→ Exercise requirements
Copy the items below word for word, without changing anything.

→ Input rows
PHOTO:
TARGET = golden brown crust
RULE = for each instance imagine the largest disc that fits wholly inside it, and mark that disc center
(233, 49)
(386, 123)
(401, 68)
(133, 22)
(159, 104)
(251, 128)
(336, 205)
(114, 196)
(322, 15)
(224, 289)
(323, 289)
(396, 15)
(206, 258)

→ Exercise result
PHOTO:
TARGET = golden brown crust
RULE = for each instance imagine the largest disc that fits wholly inside it, and mark that disc center
(233, 49)
(386, 123)
(401, 68)
(133, 22)
(159, 104)
(251, 128)
(336, 205)
(114, 196)
(322, 15)
(224, 289)
(323, 289)
(396, 15)
(206, 258)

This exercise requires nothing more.